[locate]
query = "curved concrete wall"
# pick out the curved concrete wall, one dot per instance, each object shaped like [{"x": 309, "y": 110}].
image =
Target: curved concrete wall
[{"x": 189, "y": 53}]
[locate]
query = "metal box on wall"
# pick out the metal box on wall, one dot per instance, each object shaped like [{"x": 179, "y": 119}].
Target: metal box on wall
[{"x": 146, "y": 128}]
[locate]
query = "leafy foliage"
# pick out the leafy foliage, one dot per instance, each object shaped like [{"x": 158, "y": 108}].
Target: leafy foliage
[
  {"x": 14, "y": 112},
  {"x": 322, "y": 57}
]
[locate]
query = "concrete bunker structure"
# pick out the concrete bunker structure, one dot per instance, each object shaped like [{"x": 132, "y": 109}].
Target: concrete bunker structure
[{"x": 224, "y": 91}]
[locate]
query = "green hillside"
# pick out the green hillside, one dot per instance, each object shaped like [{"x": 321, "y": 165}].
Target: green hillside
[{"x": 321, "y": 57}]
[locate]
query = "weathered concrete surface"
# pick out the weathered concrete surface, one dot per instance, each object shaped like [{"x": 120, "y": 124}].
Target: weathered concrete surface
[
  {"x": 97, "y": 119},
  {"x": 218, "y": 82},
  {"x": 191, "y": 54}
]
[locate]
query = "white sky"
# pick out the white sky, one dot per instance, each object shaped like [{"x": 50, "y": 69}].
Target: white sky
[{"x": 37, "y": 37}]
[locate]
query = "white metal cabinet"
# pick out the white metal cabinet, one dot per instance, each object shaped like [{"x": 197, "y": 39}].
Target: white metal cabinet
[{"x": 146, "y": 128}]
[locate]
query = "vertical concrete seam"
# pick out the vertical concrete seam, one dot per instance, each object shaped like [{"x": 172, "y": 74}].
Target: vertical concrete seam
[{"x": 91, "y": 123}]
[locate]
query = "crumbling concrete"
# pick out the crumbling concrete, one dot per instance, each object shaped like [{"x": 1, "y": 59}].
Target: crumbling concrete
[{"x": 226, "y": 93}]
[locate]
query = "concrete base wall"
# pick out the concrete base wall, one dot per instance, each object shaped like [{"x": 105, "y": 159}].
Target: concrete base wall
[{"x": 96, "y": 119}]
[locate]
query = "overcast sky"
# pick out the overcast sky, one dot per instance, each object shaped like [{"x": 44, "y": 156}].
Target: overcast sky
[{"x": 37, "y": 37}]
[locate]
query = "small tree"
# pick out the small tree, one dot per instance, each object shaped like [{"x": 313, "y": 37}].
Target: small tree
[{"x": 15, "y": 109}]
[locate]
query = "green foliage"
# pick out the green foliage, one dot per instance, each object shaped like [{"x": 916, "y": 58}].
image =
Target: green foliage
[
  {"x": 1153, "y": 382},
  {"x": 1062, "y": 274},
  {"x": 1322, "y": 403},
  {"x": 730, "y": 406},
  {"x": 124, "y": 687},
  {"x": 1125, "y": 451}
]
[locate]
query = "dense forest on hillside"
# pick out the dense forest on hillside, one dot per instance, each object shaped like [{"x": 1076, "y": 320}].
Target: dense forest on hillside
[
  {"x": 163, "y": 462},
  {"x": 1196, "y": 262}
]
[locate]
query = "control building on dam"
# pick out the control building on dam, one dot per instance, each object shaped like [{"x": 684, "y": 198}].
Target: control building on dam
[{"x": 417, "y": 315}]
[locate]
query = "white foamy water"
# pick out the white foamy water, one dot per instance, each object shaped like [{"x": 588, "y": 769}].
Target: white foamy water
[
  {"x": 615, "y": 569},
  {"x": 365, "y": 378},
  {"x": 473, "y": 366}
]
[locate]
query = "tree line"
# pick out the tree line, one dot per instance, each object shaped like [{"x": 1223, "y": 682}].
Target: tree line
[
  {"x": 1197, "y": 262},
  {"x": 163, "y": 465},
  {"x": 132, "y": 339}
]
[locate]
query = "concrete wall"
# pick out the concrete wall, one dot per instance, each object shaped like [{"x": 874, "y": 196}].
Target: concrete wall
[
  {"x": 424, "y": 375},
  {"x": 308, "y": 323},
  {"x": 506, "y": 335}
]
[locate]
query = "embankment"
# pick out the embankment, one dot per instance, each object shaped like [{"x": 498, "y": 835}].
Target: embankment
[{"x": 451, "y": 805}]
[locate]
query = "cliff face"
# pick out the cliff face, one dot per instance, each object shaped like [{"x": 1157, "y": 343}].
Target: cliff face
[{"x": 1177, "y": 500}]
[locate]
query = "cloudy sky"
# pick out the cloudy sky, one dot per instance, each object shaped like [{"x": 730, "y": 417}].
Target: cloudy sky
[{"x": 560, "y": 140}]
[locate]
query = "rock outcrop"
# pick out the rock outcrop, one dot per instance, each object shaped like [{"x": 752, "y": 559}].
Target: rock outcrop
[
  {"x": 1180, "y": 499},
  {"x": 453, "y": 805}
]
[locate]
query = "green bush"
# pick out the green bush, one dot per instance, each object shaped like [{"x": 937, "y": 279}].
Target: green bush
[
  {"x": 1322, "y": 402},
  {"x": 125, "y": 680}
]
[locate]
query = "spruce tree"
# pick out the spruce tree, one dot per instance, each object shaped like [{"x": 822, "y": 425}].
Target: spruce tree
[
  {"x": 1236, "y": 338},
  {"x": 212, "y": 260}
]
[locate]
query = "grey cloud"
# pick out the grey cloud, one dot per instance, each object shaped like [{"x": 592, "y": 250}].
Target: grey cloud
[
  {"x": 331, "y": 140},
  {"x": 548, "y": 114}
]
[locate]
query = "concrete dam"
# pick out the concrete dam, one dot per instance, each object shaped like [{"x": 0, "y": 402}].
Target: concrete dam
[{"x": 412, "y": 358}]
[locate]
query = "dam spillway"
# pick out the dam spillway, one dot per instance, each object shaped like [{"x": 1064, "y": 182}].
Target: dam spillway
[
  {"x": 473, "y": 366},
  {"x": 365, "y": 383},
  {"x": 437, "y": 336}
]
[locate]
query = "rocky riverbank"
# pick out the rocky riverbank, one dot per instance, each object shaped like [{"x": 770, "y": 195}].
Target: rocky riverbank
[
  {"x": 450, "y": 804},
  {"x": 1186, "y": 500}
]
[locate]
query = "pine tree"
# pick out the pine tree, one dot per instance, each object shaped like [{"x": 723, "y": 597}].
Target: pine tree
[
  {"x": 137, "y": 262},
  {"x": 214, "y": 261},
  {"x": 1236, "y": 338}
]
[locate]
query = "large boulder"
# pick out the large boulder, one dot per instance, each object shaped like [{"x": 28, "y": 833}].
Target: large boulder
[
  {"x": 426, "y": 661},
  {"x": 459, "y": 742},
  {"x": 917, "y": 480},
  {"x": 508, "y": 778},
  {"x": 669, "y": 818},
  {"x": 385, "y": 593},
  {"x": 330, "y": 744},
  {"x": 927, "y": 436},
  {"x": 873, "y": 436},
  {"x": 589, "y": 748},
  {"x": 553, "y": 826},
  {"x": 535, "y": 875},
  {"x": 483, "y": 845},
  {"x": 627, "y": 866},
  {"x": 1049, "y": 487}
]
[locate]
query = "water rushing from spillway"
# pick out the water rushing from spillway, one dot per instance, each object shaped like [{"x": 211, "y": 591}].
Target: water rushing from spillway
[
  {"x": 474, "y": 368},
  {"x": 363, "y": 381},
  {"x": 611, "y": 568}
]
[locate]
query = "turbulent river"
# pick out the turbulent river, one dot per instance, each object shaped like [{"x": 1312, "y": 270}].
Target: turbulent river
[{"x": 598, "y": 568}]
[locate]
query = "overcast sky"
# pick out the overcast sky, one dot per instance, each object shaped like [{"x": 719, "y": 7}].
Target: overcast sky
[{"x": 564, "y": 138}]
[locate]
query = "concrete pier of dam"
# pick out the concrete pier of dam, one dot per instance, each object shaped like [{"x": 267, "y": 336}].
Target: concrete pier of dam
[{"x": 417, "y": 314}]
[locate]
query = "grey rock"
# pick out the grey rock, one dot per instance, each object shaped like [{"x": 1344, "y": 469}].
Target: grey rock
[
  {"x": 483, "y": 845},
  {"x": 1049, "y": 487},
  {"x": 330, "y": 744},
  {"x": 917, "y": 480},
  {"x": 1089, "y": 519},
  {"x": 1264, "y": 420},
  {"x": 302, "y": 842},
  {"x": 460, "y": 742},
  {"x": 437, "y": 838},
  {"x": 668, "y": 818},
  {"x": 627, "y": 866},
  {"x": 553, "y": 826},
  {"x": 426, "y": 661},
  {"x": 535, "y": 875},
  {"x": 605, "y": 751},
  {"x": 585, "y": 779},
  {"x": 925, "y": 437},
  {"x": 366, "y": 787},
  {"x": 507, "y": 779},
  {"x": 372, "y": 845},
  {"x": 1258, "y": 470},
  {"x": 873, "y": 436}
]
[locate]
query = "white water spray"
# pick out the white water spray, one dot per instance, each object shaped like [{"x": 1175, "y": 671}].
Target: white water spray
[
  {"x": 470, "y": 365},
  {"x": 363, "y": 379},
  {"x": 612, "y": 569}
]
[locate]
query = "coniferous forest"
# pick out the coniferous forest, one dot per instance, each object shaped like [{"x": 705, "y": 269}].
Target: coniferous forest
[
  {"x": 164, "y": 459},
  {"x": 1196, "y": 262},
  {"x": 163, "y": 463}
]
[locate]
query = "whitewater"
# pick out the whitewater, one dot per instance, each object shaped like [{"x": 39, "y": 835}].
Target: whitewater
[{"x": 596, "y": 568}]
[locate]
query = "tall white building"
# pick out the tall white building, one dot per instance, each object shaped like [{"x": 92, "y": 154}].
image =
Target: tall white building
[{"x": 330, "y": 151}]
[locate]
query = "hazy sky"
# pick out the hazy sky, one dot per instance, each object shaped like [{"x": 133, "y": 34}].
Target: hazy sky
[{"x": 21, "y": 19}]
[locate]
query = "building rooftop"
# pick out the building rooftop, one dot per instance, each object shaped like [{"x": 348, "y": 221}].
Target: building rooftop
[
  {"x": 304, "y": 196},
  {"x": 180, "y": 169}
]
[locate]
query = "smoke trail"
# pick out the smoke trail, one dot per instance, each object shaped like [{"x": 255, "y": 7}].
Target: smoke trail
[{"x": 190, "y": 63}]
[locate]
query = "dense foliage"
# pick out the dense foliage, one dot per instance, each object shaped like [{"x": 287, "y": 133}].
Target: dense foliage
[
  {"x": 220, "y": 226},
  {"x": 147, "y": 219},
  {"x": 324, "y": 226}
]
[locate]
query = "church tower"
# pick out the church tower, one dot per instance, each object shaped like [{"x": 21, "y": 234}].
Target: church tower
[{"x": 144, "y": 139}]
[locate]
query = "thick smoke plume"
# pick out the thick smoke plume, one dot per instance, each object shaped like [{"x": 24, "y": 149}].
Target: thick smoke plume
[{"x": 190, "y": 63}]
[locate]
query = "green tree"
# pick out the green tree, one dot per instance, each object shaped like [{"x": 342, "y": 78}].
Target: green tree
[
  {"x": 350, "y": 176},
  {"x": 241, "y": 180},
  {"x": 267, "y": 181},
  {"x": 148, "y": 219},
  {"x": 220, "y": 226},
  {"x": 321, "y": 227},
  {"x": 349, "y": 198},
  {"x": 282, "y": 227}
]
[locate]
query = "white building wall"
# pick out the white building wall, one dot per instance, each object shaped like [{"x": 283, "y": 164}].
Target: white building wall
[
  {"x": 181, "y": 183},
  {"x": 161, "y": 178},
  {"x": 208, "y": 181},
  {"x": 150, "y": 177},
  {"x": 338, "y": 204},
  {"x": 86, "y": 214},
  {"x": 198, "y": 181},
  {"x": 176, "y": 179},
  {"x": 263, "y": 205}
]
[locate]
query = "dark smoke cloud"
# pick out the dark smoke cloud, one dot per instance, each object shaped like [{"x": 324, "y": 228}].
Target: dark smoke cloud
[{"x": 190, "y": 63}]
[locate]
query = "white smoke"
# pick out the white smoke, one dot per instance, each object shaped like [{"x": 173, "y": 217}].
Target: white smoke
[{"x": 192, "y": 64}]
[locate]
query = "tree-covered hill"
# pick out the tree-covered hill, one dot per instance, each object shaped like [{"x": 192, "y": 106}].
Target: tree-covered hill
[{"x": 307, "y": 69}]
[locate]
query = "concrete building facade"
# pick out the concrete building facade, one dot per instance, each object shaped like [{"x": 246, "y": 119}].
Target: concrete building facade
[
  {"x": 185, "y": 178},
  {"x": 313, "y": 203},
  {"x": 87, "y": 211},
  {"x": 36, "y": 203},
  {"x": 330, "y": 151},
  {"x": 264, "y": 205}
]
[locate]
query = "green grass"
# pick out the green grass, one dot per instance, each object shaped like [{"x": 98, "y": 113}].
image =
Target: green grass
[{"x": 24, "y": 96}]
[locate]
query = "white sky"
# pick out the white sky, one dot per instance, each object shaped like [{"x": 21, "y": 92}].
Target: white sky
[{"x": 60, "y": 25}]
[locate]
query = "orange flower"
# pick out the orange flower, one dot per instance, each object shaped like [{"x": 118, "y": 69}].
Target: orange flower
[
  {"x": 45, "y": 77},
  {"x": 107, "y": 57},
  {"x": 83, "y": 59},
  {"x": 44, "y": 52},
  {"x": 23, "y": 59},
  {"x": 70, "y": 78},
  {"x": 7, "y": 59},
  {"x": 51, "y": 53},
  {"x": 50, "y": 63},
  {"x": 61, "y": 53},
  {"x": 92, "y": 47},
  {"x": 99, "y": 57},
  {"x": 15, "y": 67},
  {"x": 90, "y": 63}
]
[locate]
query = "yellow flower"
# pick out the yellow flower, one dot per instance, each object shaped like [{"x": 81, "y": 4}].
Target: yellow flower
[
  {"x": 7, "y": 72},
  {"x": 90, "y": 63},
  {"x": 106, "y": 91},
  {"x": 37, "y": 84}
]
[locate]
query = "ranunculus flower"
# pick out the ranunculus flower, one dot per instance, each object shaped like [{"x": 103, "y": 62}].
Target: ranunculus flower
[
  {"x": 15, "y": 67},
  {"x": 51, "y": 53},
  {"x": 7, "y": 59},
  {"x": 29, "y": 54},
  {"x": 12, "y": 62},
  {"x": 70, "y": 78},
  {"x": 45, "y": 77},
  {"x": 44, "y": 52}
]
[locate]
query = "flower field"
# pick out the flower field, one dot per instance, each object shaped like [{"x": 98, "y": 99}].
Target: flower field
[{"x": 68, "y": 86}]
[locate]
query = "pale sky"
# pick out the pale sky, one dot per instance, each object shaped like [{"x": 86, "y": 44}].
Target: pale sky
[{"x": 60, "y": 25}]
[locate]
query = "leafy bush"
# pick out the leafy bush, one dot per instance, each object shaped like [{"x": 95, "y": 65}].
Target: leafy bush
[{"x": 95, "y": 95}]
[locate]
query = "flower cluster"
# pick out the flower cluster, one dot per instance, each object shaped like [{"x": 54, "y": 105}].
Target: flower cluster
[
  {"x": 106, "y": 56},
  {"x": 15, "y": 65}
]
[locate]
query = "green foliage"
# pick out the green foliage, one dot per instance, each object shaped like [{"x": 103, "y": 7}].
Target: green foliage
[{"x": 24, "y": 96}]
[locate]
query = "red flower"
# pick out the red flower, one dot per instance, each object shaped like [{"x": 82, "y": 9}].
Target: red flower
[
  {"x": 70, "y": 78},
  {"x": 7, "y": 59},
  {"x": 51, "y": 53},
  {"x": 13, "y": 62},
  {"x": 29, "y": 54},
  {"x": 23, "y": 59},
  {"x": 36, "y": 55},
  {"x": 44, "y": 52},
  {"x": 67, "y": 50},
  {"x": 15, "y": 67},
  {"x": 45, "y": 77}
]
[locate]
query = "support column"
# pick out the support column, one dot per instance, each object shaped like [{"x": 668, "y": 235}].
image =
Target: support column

What to do >> Collect every line in the entries above that contains the string "thick" and list those lines.

Reply >>
query = "thick smoke plume"
# pick out the thick smoke plume, one dot per instance, each object shaped like [{"x": 24, "y": 149}].
Target: thick smoke plume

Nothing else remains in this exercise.